**Supplied records**

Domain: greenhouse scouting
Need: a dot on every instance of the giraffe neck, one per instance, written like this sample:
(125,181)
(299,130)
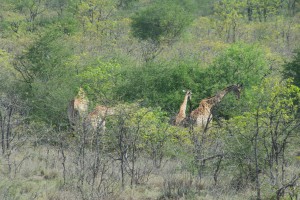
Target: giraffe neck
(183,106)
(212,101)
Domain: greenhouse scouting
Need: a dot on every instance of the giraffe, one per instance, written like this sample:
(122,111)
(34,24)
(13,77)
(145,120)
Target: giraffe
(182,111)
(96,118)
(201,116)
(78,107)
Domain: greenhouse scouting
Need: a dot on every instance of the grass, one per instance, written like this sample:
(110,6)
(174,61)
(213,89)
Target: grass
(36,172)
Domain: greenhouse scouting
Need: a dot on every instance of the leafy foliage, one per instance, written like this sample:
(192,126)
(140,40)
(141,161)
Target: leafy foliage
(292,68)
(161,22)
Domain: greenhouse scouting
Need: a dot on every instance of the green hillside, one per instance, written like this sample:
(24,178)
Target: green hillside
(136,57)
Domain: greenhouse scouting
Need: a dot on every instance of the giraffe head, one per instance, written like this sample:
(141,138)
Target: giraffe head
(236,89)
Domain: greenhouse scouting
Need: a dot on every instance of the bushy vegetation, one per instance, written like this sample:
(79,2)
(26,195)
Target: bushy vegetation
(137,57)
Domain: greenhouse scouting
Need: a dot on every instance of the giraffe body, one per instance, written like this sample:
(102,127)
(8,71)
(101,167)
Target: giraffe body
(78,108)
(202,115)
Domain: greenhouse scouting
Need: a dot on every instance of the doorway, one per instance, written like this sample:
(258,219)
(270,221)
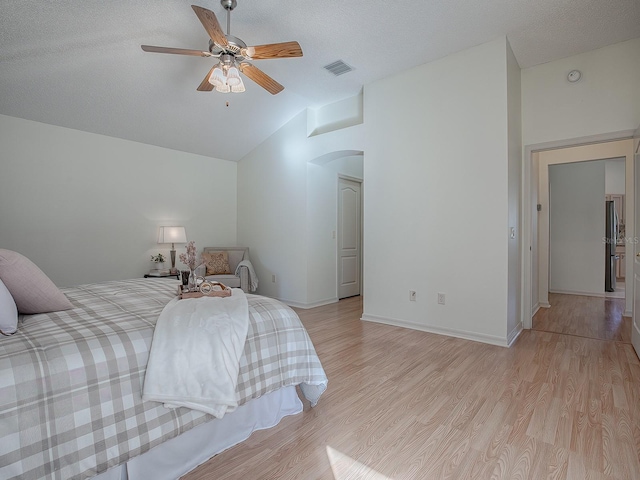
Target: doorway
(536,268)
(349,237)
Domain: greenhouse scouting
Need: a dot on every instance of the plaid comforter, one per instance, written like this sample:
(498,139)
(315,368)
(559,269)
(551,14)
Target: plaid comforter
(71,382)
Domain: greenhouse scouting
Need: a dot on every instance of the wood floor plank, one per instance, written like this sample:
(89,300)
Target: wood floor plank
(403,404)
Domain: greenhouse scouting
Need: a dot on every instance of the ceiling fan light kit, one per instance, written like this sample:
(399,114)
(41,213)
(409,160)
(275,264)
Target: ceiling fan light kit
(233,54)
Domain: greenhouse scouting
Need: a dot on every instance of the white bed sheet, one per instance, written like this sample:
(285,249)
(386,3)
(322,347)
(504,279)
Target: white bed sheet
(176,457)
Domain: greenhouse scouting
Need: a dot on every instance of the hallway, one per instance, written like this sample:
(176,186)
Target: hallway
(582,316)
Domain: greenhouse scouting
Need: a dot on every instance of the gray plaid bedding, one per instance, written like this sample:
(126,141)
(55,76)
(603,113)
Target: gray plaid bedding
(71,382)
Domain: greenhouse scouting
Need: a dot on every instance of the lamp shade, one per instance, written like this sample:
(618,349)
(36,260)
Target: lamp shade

* * *

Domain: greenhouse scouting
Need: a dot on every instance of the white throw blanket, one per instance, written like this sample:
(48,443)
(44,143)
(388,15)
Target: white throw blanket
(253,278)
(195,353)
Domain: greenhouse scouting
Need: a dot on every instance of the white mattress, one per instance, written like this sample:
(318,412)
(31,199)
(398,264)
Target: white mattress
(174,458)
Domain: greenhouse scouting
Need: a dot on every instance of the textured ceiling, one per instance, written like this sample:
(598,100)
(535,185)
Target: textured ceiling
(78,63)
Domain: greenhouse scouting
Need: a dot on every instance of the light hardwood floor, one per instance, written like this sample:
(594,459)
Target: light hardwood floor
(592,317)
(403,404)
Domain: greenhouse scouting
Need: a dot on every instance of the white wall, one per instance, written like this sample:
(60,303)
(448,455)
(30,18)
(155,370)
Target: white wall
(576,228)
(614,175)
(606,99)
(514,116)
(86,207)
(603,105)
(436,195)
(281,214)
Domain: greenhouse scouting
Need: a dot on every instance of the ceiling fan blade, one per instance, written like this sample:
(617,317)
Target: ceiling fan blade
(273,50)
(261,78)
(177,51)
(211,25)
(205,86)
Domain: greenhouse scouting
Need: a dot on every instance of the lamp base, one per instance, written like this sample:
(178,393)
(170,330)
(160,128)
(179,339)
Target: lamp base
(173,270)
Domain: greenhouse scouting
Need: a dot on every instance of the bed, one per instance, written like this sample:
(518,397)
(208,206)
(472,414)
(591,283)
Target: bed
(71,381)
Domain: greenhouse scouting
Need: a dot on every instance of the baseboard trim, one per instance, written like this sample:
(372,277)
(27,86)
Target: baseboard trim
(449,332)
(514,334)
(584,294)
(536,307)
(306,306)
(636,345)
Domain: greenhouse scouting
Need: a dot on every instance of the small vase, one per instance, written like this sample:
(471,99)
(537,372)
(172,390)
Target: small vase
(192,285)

**Exercise aim**
In which lines of the material above does the string "shade" occur? Copy them all.

**Answer section**
Need: a dot on every instance of the lamp shade, one per instance, written like this sample:
Target: lamp shade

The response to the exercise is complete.